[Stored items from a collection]
▼
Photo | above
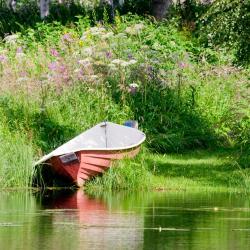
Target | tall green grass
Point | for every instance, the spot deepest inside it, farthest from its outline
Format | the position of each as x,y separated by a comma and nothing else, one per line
68,78
16,160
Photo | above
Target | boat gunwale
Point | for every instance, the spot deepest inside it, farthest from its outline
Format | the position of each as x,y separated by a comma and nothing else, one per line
50,155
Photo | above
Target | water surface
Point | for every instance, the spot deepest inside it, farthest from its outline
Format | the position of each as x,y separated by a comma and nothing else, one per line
164,220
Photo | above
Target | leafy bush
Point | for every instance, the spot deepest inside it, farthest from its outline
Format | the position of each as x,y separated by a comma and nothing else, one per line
228,23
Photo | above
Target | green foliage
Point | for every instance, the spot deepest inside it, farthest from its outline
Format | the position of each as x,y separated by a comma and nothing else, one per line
16,159
68,78
228,23
125,174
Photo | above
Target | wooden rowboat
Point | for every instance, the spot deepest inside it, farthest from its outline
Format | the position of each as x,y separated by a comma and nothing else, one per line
93,151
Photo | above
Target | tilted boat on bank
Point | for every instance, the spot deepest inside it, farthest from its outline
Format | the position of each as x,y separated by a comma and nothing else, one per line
93,151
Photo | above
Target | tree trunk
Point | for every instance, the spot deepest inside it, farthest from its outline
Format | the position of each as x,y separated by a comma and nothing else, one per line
160,7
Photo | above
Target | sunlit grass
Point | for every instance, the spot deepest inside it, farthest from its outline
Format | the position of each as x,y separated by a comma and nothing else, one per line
192,171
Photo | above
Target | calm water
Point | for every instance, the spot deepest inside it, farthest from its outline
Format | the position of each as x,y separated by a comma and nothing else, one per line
73,220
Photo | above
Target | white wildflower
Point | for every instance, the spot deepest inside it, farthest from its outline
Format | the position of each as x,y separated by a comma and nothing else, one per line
132,62
11,39
138,27
117,61
124,64
88,51
108,35
121,35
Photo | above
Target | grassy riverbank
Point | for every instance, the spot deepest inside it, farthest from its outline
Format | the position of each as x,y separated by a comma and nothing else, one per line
58,80
190,171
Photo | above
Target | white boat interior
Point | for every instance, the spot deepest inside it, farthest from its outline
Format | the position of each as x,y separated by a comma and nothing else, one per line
103,136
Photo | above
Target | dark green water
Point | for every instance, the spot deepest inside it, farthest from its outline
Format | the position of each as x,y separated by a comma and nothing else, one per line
72,220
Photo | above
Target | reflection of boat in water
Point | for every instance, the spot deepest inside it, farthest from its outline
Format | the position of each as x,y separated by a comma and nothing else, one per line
93,151
95,226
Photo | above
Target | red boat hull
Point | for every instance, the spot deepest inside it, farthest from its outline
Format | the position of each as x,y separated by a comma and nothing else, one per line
89,163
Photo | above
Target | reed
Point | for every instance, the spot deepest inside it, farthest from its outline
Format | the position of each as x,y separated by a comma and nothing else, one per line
68,78
16,160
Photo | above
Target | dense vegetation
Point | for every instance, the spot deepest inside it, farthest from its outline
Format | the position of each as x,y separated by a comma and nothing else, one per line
59,78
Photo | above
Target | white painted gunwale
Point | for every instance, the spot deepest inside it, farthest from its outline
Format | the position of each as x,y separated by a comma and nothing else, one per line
54,153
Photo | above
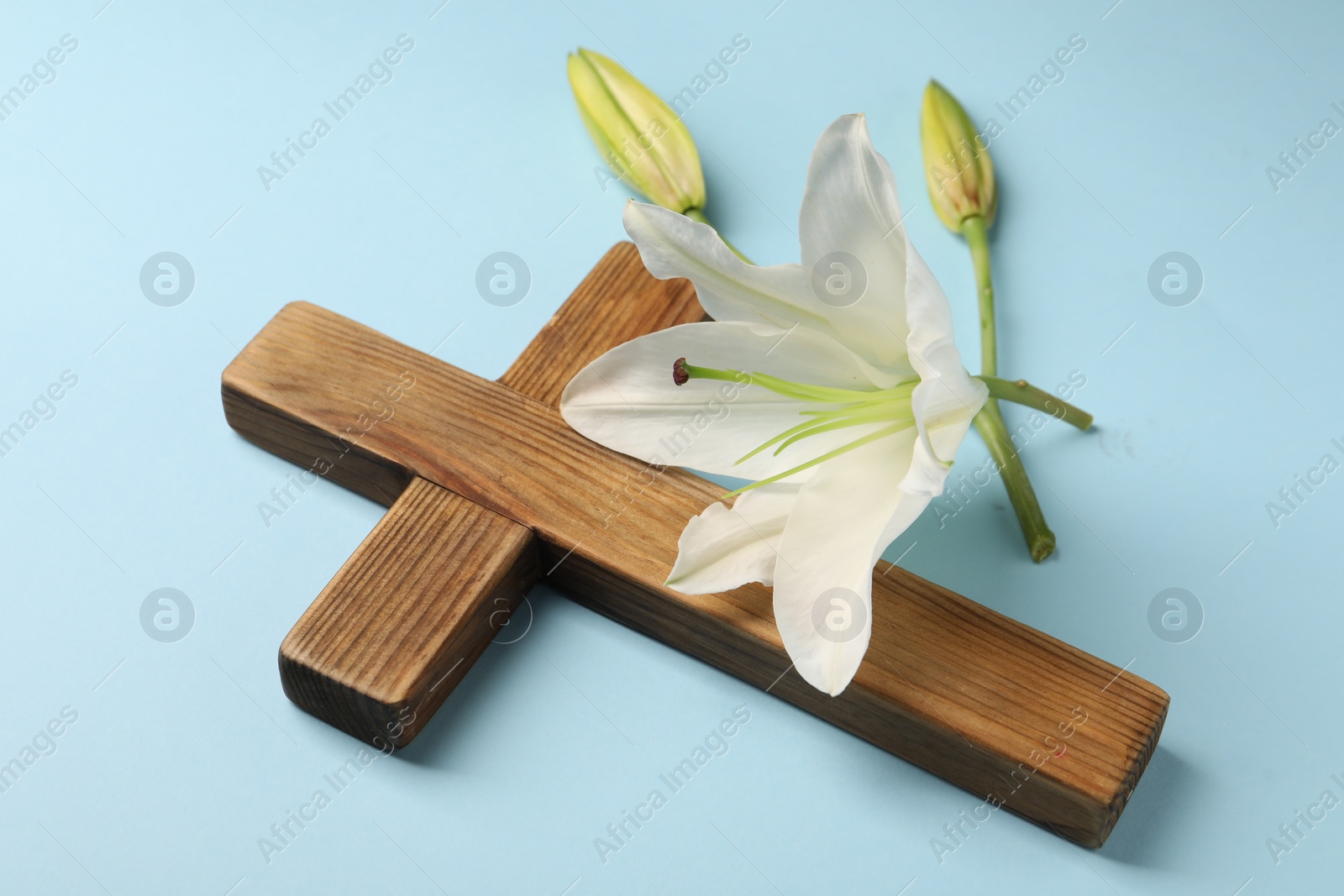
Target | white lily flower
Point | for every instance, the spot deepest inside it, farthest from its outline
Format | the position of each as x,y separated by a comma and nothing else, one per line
833,385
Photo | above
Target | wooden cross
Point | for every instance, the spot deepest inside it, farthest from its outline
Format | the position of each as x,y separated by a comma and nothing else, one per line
491,490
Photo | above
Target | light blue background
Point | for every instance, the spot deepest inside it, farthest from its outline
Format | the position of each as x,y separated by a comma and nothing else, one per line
186,754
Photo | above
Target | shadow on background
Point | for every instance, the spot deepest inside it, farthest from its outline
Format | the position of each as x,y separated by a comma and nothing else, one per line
1160,810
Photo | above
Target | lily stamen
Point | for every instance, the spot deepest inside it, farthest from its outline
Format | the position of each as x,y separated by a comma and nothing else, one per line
853,407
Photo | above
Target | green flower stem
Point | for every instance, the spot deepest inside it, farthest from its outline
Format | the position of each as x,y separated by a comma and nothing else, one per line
990,422
1023,392
978,238
696,214
1041,540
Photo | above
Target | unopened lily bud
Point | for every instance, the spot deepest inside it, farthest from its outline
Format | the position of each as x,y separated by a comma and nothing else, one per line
638,136
958,167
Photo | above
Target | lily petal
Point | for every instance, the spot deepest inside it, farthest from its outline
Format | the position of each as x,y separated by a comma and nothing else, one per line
627,398
948,396
851,206
672,244
844,517
723,548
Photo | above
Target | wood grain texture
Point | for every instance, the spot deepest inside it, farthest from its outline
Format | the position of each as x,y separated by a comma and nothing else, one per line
407,614
413,609
617,301
948,684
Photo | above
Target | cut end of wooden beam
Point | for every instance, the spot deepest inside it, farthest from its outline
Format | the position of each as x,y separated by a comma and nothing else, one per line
386,641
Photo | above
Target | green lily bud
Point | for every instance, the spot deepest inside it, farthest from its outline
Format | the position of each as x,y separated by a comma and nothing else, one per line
958,167
638,136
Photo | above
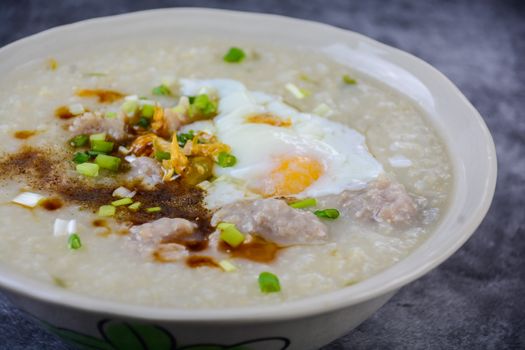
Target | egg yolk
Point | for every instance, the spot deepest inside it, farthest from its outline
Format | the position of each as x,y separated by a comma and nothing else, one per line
292,176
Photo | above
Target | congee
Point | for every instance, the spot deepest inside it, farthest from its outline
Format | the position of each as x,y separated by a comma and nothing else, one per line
207,175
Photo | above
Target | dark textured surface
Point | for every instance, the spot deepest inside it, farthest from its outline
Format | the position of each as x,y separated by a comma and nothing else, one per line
475,300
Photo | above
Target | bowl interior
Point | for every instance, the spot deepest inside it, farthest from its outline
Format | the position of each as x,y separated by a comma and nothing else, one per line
468,139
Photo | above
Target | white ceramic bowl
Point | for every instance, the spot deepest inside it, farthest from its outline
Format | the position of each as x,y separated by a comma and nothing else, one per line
304,324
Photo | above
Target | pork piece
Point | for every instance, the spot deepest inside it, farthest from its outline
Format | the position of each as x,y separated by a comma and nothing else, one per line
160,236
273,220
145,172
164,230
91,123
383,201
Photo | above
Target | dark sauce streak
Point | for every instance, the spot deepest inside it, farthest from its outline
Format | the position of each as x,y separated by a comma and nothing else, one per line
195,261
256,249
46,170
24,134
52,203
104,96
196,242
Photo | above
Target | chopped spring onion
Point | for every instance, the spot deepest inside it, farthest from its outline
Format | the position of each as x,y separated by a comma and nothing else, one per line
203,106
106,210
135,206
88,169
76,109
108,162
148,111
269,283
327,213
153,209
348,80
101,146
297,91
28,199
79,140
97,137
81,157
305,203
129,107
182,138
74,242
227,266
94,153
123,192
161,90
120,202
64,227
323,110
230,234
160,155
144,122
234,55
226,160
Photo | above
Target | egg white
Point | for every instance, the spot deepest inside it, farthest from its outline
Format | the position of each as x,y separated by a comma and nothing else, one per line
342,151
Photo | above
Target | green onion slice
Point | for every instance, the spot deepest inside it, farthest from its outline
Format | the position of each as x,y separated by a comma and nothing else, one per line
327,213
305,203
230,234
88,169
101,146
79,140
74,242
106,210
97,137
348,80
234,55
144,122
108,162
226,160
269,283
148,111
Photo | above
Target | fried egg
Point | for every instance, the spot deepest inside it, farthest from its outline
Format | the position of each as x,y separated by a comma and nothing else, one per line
280,151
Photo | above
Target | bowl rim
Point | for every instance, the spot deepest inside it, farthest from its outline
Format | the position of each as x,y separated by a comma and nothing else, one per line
308,306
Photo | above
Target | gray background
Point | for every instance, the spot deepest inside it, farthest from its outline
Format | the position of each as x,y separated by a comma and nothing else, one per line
476,299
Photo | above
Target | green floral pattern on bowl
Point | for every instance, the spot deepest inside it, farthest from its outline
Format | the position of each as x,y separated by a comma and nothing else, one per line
116,335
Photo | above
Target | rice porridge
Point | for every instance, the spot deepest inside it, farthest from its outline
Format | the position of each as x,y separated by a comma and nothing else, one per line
▲
Task instructions - Count the lines of the records above that contain the word "interior". Give only the number.

Reply - 2